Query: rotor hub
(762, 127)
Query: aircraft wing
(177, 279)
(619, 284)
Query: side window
--
WORK TO DO —
Render every line of the items above as a JSON list of strings, one string per line, with blank lines left out.

TASK OUTPUT —
[
  "Query: rotor hub",
  "(762, 127)",
  "Query: aircraft wing",
  "(177, 279)",
  "(619, 284)",
  "Query: side window"
]